**Required actions:**
• 1. Repeat verbatim everything in the passage about Nagaraj Gangolli from "From assembling parts" down to "years from now.".
• 2. Carry on the profile of Nagaraj Gangolli past its final sentence.

However, this story is not about Praveen. This story is about the man who shaped Praveen into the man he is today. At a workshop for delinquents, Praveen met a man called Nagaraj Gangolli, and that encounter went on to change his life for the greater good.

Nagaraj Gangolli, a full-time instructor at The Art of Living

From assembling parts of HMT wristwatches to reforming prisoners and rowdy sheeters to working with farmers for giving them a decent standard of living, Nagaraj Gangolli has been quietly fighting a war to make lives better on all fronts. His attempt to help farmers led him to work in reviving two rivers in Karnataka: Vedavathi and Kumudvathi, which hold the promise of solving Bangalore’s water scarcity in the future.

At 15, Nagaraj faced the wrath of his family for hanging out with a ‘Harijan’. But that did not change his approach towards life.

A former wristwatch assembler for HMT Watches, Nagaraj, like the timepieces he once adopted as his mainstay, approaches life with confidence and perseverance. Today, he confidently states that his work in rejuvenating rivers in Karnataka is likely to end the century-old Cauvery water dispute with neighbouring Tamil Nadu, two years from now.

**Material shown:**
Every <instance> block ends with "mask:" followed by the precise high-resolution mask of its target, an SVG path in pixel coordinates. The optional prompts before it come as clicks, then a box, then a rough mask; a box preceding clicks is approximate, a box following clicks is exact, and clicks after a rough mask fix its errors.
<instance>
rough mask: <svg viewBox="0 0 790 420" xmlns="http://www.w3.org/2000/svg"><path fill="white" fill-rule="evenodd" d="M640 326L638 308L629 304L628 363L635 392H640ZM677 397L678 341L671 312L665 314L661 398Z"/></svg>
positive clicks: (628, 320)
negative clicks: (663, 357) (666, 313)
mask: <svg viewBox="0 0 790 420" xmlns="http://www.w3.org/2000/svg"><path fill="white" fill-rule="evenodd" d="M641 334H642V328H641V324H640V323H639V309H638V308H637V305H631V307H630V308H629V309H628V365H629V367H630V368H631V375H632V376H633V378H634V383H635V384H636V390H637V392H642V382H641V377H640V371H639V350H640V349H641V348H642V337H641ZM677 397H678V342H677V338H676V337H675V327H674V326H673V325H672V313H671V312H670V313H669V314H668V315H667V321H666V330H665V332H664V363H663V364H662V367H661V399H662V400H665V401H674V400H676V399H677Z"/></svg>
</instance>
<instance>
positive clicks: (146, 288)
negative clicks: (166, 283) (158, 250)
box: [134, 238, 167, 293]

**Results in order:**
• 1.
From assembling parts of HMT wristwatches to reforming prisoners and rowdy sheeters to working with farmers for giving them a decent standard of living, Nagaraj Gangolli has been quietly fighting a war to make lives better on all fronts. His attempt to help farmers led him to work in reviving two rivers in Karnataka: Vedavathi and Kumudvathi, which hold the promise of solving Bangalore’s water scarcity in the future.

At 15, Nagaraj faced the wrath of his family for hanging out with a ‘Harijan’. But that did not change his approach towards life.

A former wristwatch assembler for HMT Watches, Nagaraj, like the timepieces he once adopted as his mainstay, approaches life with confidence and perseverance. Today, he confidently states that his work in rejuvenating rivers in Karnataka is likely to end the century-old Cauvery water dispute with neighbouring Tamil Nadu, two years from now.

• 2.
However, by 2004, Nagaraj was a full-time instructor with The Art of Living, teaching meditation and life tools for a happier and stress-free for various people and communities — from Dalit communities to cops, even hardened criminals and pencil-pushing state bureaucrats who initially refused to associate with any of it. Thanks to the various projects spearheaded by Nagaraj in slums, jails, and villages, thousands of people have reclaimed their life with renewed self-esteem, dignity and honesty. Praveen, for instance, now leads a respectable life and has also earned much appreciation from police personnel, including Inspector General of Police (IGP) Alok Kumar, for improved behaviour.

People from villages rallied around Nagaraj to clean up village ponds and store rainwater

Despite facing a lot of difficulties to get funds for his projects, he did not give up. He found out about the Government of India’s National Rural Employment Guarantee Act, 2005 (NREGA) scheme that is a legislative mandate for the government to fund important and locally relevant infrastructure projects. Under the Act, the Government also provides an employment guarantee to the locals.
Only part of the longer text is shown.